- YOUR GOAL
Number the rows below as a list, omitting any blank lines.
◆ ◆ ◆ ◆ ◆
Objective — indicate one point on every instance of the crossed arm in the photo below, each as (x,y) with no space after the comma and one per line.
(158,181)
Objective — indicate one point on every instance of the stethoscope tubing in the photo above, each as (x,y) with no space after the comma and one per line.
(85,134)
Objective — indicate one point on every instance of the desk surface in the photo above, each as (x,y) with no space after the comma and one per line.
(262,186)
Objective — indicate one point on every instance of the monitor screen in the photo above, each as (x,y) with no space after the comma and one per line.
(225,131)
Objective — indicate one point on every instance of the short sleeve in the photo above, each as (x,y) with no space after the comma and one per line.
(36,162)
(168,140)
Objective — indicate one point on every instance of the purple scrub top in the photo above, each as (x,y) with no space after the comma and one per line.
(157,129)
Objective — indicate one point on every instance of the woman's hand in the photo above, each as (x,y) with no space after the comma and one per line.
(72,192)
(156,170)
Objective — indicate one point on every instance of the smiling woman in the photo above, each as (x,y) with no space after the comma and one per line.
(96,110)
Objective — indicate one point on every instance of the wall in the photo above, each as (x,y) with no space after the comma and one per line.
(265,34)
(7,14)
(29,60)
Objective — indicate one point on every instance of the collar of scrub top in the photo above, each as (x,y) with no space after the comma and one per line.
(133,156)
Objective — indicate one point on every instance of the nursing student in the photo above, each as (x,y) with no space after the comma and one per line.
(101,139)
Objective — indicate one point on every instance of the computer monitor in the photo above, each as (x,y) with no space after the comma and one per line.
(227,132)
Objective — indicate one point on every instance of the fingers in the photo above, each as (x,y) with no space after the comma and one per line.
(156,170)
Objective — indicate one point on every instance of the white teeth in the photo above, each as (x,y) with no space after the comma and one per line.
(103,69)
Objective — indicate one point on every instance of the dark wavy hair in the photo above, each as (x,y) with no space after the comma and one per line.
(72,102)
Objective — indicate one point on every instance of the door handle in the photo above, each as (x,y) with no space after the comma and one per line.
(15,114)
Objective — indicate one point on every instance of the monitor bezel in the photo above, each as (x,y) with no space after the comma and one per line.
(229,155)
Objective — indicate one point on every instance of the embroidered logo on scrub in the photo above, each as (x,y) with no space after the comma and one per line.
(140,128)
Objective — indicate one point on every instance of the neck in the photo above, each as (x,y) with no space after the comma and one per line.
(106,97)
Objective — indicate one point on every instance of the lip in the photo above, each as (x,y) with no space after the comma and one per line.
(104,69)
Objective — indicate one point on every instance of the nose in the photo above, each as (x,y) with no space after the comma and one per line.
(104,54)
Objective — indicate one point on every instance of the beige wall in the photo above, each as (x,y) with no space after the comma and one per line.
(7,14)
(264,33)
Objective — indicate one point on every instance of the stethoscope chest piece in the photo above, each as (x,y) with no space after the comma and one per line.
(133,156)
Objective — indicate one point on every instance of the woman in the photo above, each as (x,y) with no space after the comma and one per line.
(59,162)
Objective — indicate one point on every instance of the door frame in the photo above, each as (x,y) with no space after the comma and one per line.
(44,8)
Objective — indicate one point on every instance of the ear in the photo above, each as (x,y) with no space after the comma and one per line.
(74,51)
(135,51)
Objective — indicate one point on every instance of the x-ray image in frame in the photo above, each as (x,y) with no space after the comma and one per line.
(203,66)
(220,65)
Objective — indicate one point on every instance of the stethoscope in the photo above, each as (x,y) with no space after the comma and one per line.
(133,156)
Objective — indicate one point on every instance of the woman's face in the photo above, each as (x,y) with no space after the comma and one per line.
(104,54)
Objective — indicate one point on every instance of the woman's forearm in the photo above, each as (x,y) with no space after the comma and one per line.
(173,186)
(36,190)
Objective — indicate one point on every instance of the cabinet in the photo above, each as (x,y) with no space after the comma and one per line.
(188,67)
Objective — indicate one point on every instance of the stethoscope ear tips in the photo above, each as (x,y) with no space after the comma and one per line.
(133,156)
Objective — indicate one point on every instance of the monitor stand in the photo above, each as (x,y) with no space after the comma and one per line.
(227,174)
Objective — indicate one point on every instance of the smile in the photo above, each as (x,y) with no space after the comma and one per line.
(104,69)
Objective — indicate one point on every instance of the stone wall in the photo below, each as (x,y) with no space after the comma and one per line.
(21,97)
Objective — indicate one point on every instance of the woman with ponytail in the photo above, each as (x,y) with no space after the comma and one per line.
◆ ◆ ◆ ◆ ◆
- FINAL RESULT
1. Objective — indicate one point on every instance of the crossed arm in the photo below, each as (x,y) with no space after the comma and one per line.
2. (158,181)
3. Objective — indicate one point on every instance of the stethoscope tubing in the photo above, each as (x,y) with no space after the comma and one per line.
4. (85,134)
5. Objective — indicate one point on every instance of the desk surface in the photo above, each as (x,y) with no space after the comma and one per line.
6. (262,186)
7. Objective — indicate one point on every instance of the monitor screen in the photo above, each as (x,y) with no space after the comma and one per line.
8. (225,131)
9. Objective — indicate one point on every instance of the short sleeve in the photo above, each as (x,y) with no space after the comma and one per line.
10. (36,162)
11. (168,140)
12. Objective — indicate one point on every instance of the purple scrub top in the photo above, each as (x,y) with no space after the comma and one per line.
13. (157,129)
14. Objective — indicate one point on every instance of the woman's hand in the photo above, each as (x,y) with no space after the comma and one per line.
15. (72,192)
16. (156,170)
17. Objective — indicate one point on every instance of the smiling woman in the photo above, each as (x,y) with no space after the comma and one per line.
18. (96,110)
19. Objective — indicate one point on every instance of the wall in the photo above, each as (x,y) with no space after the comma and one per line.
20. (265,34)
21. (7,14)
22. (29,60)
23. Objective — indicate one point on every instance of the collar of scrub top in the photo above, each as (x,y) with no space after the comma and one per line.
24. (133,156)
25. Objective — indicate one point on every instance of the nursing student in the photo above, each as (x,y) with no space after the comma and one per line.
26. (101,139)
27. Objective — indicate one point on every instance of the computer monitor in the photo above, each as (x,y) with no space after the comma and one per line.
28. (227,132)
29. Objective — indicate one point on every instance of the fingers in the photo above, each as (x,y) with no space after the comma and one per line.
30. (156,170)
31. Objective — indicate one point on every instance of the white teeth in the photo above, each as (x,y) with no space after the comma and one per line.
32. (103,69)
33. Objective — indicate one point on every instance of the dark wavy hair in the photo above, each as (x,y) with no space after the comma and one per line.
34. (72,102)
35. Objective — indicate one point on every instance of the door handle in the photo above, each as (x,y) with no space after the comma and one per line.
36. (15,114)
37. Objective — indicate one point on every instance of the monitor bezel in the photo above, each as (x,y) with no space after the comma and one per line.
38. (229,155)
39. Objective — indicate one point on every instance of the embroidered logo on scrub in the photo above, each as (x,y) with no space after the comma and one per line.
40. (140,128)
41. Objective — indicate one point on every instance of the neck in the photo above, each as (x,y) with no space after the comma and one per line.
42. (106,97)
43. Objective — indicate one point on every instance of the lip in the photo above, each as (x,y) with no space after the comma and one per line.
44. (104,69)
45. Objective — indicate one point on every instance of the nose in the photo above, each as (x,y) with no space after the comma and one per line.
46. (104,54)
47. Objective — indicate one point on every instance of the beige wall in the photo above, each as (x,y) with no space after the comma and one per line.
48. (7,14)
49. (264,33)
50. Objective — indicate one point on every instance of the stethoscope chest piece in the photo above, each as (x,y) with no space after the comma and one per line.
51. (133,156)
52. Objective — indicate one point on every instance of the woman in the photo above, each as (x,y) with no space after the comma and one per line.
53. (59,162)
54. Objective — indicate one point on every instance of the door frame in the photo above, each as (x,y) with no space after the comma and one per line.
55. (44,8)
56. Objective — indicate one point on every instance of the ear in the photo above, each as (x,y) with no space after the comma and one per line.
57. (74,51)
58. (135,51)
59. Objective — indicate one point on every instance of the x-ray image in frame in the photo above, each as (x,y) with no space after the comma and one per line.
60. (203,66)
61. (220,65)
62. Objective — indicate one point on every instance of the stethoscope in the photo above, each as (x,y) with no space after the comma and one per line.
63. (133,156)
64. Objective — indicate one point on every instance of the woman's face in the photo above, each as (x,y) with no space after the comma and one per line.
65. (104,54)
66. Objective — indicate one point on every instance of the woman's forearm in the photo above, each as (x,y) with no space after the comma and one per line.
67. (173,186)
68. (36,190)
69. Objective — indicate one point on every instance of the cabinet in the photo above, each as (x,y) with no space after the comma and one per line.
70. (188,67)
71. Objective — indicate one point on every instance of the stethoscope ear tips in the photo above, each as (x,y) with no space after the comma and one per line.
72. (133,156)
73. Objective — indicate one point on every instance of the monitor stand in the photo above, each as (x,y) with no space after the comma and one per line.
74. (227,174)
75. Objective — indicate one point on every instance of the smile in the photo above, each as (x,y) with no space after the comma and one per line.
76. (104,69)
77. Objective — indicate one point on every instance of the stone wall in the photo below, each as (x,y) with no space after the comma and one per line.
78. (21,97)
79. Objective — indicate one point on every instance of the woman with ponytail in the photo above, each as (x,y) with no space after the comma and one per line.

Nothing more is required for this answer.